Sermon April 17, 2016 Daniel 8:1-14 “Wars, Wickedness, and Waiting – How Long?”

Daniel 8:1-14                            Daniel Sermon #11                         April 17, 2016

Sermon Series: “The Lord is King”                                                                  

Title: “Wars, Wickedness, and Waiting – How Long?”

Pastor Louis Prontnicki    Maple Glen Bible Fellowship Church

    Intro: Imagine that God comes to you, and in a vision He reveals what major military and political events would unfold, for the next 400 years! Imagine if God were to show to you what was going to happen to the nations of the world through the year 2416, and the impact of it on the church of Christ.  What if the Lord showed you the rise and fall of countries that are barely on the map right now, and the rulers who would conquer the world, and other kings who would severely persecute the church, almost 400 years from now?

How would you would feel, and what would you do with such knowledge?

This is what the Lord showed to Daniel in this chapter. And I want us to come alongside Daniel, and let this dramatic vision grip us.

Let’s read Daniel 8:1-14

An Outline of Daniel 8:1-14

The Time of Daniel’s Vision (v. 1)

The Place of the Vision (v. 2)

The Drama of the Vision (vv. 3-12)

I. The Wars: The Ram and the Goat (vv. 3-8)

The Ram with Two Horns (vv. 3-4)

The Goat with a Great Horn (vv. 5-7)

The Great Horn Broken Off, Replaced by Four Horns (v. 8).

II. The Wickedness: The Small Horn That Grew in Power (vv. 9-12)

Assaulting God’s People (v. 9)

Storming Heaven (v. 10)

Striving for Divinity (vv. 11-12)

III. The Waiting: The Time until the Restoration (vv. 13-14)

How Much Longer Must We Endure? (v. 13)

In God’s Mercy, the Time will be Limited (v. 14)


The Time of Daniel’s Vision (v. 1)

The “third year of King Belshazzar’s reign” is the year 550 BC, so this is about 11 years before Belshazzar will be shown the handwriting on the wall (Daniel 5). So this vision is not concerned with Babylon, but begins by looking to the rise of the second beast, the Bear of Daniel 7, the Medo-Persian Empire. [In fact in the year 550 BC, Cyrus the Great had just established the kingdom of the Medes and the Persians].

Indeed, unlike Daniel’s vision in chapter seven, which covered nearly a millennium of future time, this vision deals more narrowly with the four centuries between 550 BC and about 165 BC, with most of its focus on the kingdoms of Medo-Persia and Greece (including the Seleucid branch of it.) There is no mention of the 1st beast, Babylon, nor of the 4th beast, Rome.

The Place of the Vision (v. 2)

Daniel sees himself in the citadel of Susa. Remember, he is living in Babylon, some 230 miles west of Susa, so Daniel is not physically there, just as he is not in the future centuries that he will see; but that’s where the vision is located. So let’s ask: Why Susa? Well, this is part of God’s amazing foretelling of the future.  For in Daniel’s time, Susa was just another city, but as the Medo-Persian Empire grew, it became one of the royal cities of the Medo-Persian Empire, where the king lived. (See Neh. 1:1; Esther 1:2). So this would be like one of the Pilgrims in 1620 getting a vision that is set on the banks of the Potomac River, anticipating our nation’s capital in the late 1700s!

+---+

Brief 1: In the rows, from the line with "Find the toilet bowl;" up to and including the line with "[(256, 67)]", swap "chrome" for "nickel" and give those lines again with nothing else altered.
The sermon and the rows are separate, unrelated material.

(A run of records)
+---+

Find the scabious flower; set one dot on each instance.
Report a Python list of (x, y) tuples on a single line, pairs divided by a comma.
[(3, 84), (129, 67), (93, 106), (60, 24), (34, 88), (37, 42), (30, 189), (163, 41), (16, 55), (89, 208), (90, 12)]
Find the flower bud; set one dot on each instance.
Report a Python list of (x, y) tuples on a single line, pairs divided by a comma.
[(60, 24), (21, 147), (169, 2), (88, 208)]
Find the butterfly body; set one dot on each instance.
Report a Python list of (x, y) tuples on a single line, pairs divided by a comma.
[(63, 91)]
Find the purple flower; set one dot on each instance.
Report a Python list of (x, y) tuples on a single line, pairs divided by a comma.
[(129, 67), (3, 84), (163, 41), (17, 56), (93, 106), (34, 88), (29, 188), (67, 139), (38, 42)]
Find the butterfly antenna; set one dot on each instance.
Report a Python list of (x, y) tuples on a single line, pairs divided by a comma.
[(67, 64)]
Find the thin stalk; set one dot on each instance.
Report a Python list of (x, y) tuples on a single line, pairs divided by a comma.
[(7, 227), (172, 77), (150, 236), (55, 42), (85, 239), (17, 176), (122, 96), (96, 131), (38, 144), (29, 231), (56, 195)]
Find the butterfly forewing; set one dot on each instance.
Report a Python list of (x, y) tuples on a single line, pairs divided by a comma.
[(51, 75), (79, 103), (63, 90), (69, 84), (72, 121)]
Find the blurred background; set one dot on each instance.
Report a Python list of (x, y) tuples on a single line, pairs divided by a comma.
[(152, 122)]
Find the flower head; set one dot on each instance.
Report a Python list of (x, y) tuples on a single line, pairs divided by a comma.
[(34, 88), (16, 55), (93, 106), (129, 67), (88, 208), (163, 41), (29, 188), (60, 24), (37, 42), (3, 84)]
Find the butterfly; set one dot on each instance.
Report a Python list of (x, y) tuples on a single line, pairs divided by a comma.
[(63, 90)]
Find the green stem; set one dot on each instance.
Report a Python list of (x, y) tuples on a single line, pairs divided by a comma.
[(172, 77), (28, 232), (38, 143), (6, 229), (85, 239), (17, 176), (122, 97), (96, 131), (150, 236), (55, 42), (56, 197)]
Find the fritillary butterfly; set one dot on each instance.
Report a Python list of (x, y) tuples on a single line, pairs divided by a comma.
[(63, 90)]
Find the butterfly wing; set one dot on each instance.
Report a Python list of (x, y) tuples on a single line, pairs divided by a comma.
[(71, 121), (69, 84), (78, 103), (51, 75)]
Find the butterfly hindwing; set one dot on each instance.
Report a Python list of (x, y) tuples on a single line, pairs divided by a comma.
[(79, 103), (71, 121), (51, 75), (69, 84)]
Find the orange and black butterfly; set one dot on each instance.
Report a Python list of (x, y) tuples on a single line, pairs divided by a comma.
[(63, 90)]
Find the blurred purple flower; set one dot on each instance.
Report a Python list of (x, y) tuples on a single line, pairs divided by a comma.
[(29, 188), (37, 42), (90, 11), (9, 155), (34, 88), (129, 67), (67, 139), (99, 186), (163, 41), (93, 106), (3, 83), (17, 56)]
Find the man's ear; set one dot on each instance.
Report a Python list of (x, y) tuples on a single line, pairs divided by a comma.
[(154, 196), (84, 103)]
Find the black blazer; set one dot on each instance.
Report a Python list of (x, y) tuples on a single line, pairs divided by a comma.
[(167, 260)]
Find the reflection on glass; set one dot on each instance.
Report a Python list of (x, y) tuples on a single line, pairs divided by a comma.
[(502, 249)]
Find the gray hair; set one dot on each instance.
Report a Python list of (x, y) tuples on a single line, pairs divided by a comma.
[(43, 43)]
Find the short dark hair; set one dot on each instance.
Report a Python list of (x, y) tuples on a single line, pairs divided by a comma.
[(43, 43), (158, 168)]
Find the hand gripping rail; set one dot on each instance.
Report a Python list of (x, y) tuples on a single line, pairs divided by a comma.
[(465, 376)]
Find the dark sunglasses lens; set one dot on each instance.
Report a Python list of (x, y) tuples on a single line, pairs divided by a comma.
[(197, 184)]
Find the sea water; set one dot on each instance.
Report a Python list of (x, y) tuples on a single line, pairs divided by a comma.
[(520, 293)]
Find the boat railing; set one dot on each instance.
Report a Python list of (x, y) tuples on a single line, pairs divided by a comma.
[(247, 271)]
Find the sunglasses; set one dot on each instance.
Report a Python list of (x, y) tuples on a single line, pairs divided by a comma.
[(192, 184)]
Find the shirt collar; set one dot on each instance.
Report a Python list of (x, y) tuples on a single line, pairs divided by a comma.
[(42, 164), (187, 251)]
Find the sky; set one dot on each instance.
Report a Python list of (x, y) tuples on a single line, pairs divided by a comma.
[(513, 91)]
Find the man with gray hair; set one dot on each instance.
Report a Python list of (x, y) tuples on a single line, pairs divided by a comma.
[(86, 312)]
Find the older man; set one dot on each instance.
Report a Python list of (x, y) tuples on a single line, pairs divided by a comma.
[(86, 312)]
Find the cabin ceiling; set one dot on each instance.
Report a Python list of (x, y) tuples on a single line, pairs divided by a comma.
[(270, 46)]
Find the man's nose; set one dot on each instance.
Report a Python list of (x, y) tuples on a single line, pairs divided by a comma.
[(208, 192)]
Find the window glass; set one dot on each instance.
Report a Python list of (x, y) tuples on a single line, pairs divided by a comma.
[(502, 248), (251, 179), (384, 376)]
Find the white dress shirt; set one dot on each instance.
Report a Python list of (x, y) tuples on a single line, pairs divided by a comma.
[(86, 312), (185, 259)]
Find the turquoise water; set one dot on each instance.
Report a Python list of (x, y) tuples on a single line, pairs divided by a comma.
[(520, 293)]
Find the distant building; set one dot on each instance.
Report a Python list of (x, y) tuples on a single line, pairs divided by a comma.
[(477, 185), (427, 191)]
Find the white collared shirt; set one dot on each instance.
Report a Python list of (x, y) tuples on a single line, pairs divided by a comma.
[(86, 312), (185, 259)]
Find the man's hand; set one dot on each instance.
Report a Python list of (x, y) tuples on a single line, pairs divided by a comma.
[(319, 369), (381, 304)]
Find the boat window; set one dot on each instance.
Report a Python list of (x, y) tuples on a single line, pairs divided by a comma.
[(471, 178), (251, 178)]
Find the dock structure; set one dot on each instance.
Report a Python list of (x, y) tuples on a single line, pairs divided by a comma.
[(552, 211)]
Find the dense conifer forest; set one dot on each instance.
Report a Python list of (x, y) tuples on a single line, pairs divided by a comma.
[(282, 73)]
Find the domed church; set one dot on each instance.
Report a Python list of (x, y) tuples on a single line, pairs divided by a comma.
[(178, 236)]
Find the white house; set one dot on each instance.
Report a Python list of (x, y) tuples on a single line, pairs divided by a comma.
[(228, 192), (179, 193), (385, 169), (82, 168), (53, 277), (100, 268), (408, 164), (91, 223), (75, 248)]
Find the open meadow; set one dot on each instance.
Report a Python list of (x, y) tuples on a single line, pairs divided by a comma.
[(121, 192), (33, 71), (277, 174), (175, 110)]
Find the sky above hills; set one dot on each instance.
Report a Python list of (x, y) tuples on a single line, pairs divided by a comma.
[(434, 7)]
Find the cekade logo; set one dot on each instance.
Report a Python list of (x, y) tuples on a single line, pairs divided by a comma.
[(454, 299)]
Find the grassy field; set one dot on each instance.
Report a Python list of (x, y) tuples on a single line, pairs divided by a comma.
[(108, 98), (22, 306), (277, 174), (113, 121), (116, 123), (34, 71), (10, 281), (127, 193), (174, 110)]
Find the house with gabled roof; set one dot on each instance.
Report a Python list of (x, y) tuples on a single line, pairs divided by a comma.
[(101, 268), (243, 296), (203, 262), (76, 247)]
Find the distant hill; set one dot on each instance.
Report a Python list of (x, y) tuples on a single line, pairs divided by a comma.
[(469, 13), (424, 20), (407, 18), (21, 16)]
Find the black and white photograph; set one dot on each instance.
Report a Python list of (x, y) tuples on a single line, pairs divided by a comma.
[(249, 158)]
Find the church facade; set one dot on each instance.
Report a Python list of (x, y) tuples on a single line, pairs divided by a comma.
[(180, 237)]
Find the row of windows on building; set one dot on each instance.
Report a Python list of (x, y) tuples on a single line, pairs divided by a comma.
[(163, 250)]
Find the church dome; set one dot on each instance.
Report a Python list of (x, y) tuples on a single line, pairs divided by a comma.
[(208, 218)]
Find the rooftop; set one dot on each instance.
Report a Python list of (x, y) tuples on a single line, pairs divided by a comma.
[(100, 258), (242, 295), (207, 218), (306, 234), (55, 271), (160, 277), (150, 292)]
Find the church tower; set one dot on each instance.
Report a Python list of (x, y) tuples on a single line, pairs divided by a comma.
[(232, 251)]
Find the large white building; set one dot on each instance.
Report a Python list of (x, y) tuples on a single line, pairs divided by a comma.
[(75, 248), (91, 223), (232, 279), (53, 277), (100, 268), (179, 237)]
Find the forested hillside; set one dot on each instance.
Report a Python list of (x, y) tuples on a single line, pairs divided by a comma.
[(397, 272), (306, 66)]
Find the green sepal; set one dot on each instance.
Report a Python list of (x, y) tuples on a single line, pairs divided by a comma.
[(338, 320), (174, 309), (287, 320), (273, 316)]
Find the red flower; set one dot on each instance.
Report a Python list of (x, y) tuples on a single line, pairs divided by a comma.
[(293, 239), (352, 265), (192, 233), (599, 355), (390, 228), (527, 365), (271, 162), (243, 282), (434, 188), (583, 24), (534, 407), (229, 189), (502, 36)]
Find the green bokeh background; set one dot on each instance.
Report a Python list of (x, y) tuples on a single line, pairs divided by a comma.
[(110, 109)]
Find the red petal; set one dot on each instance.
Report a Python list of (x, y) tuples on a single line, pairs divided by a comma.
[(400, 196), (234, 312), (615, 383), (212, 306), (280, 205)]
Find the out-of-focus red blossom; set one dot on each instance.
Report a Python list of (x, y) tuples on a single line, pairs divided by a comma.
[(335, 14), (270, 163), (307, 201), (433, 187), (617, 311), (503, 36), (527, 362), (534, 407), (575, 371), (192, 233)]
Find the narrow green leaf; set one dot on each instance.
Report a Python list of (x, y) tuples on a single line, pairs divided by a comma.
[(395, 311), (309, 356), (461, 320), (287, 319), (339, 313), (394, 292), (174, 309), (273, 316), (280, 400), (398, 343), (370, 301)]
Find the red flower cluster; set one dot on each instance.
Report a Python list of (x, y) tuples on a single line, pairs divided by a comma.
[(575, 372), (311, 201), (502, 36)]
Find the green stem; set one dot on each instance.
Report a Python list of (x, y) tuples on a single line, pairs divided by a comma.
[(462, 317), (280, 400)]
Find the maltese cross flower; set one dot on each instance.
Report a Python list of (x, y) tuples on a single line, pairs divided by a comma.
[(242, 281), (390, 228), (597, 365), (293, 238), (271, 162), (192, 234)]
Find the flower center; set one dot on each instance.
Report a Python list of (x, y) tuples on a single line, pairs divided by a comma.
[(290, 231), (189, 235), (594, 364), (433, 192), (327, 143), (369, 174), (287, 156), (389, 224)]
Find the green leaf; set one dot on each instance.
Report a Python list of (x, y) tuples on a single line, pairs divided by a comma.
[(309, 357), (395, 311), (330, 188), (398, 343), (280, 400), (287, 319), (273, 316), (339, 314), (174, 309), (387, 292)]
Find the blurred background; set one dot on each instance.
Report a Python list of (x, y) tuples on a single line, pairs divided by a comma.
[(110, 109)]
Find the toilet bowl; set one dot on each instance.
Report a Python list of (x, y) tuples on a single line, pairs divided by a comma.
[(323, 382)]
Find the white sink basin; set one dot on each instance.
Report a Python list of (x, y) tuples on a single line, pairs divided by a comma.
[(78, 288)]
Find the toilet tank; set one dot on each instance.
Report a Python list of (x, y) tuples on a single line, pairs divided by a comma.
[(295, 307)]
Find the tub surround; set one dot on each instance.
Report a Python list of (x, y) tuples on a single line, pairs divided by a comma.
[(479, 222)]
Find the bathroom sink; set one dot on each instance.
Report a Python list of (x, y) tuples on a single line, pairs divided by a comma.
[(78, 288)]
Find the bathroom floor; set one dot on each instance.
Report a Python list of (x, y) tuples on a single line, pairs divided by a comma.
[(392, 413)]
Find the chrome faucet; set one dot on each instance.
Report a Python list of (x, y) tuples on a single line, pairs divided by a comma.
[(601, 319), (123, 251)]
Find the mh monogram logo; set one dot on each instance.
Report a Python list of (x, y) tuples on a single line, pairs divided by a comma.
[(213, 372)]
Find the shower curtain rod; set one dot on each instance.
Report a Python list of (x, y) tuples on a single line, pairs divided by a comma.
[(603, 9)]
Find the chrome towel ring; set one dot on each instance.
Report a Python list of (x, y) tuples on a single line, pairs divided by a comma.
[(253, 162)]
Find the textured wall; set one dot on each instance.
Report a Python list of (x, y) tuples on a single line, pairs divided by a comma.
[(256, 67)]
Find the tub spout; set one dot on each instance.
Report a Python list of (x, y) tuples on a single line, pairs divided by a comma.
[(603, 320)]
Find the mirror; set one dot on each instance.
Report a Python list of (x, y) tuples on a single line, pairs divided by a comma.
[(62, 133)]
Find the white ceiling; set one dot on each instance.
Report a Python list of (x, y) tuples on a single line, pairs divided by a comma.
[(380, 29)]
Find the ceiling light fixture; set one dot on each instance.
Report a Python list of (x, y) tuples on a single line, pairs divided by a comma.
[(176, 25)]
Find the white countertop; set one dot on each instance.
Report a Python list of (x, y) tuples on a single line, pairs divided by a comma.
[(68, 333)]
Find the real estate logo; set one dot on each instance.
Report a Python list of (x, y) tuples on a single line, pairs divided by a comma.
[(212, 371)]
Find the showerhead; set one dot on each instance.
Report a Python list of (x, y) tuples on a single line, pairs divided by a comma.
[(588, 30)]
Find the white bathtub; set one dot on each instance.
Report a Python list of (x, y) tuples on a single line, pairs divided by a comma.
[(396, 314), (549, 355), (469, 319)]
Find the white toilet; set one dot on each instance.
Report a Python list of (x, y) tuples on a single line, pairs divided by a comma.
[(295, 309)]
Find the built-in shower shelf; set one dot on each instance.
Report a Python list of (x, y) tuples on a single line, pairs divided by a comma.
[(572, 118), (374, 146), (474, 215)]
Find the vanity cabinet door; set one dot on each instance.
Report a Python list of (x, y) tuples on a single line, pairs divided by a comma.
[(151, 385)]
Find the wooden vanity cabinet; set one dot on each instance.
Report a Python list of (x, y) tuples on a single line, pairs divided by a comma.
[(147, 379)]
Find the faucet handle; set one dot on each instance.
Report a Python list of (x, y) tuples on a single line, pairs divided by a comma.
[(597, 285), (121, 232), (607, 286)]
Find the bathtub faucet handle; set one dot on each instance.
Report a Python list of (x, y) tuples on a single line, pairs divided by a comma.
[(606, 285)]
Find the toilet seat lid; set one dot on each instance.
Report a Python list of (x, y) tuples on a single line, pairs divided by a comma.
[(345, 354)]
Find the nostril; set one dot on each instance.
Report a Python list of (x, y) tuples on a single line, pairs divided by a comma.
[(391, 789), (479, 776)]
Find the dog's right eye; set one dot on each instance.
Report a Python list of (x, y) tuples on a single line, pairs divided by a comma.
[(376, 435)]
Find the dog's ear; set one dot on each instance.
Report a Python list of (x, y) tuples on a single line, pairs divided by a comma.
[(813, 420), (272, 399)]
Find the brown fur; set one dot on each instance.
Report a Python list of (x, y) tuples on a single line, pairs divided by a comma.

+---+

Brief 2: Please print the sermon from "The Great Horn" up to and including "Endure? (v. 13)", word for word.

Final answer 1:
Find the toilet bowl; set one dot on each instance.
Report a Python list of (x, y) tuples on a single line, pairs divided by a comma.
[(323, 382)]
Find the white sink basin; set one dot on each instance.
Report a Python list of (x, y) tuples on a single line, pairs divided by a comma.
[(78, 288)]
Find the toilet tank; set one dot on each instance.
Report a Python list of (x, y) tuples on a single line, pairs divided by a comma.
[(295, 307)]
Find the tub surround; set one dot on each instance.
Report a Python list of (x, y) tuples on a single line, pairs divided by a comma.
[(479, 222)]
Find the bathroom sink; set one dot on each instance.
Report a Python list of (x, y) tuples on a single line, pairs divided by a comma.
[(78, 288)]
Find the bathroom floor; set one dot on each instance.
Report a Python list of (x, y) tuples on a single line, pairs divided by a comma.
[(392, 413)]
Find the nickel faucet; set one dot on each instance.
Report a Python list of (x, y) tuples on a single line, pairs divided by a comma.
[(601, 319), (123, 251)]
Find the mh monogram logo; set one dot on each instance.
Report a Python list of (x, y) tuples on a single line, pairs divided by a comma.
[(213, 372)]
Find the shower curtain rod; set one dot on each instance.
Report a Python list of (x, y) tuples on a single line, pairs divided by a comma.
[(603, 9)]
Find the nickel towel ring; set one dot on each instance.
Report a Python list of (x, y) tuples on a single line, pairs divided by a comma.
[(253, 162)]
Find the textured wall; set one dot on each instance.
Report a Python list of (x, y) tuples on a single line, pairs divided by a comma.
[(256, 67)]

Final answer 2:
The Great Horn Broken Off, Replaced by Four Horns (v. 8).

II. The Wickedness: The Small Horn That Grew in Power (vv. 9-12)

Assaulting God’s People (v. 9)

Storming Heaven (v. 10)

Striving for Divinity (vv. 11-12)

III. The Waiting: The Time until the Restoration (vv. 13-14)

How Much Longer Must We Endure? (v. 13)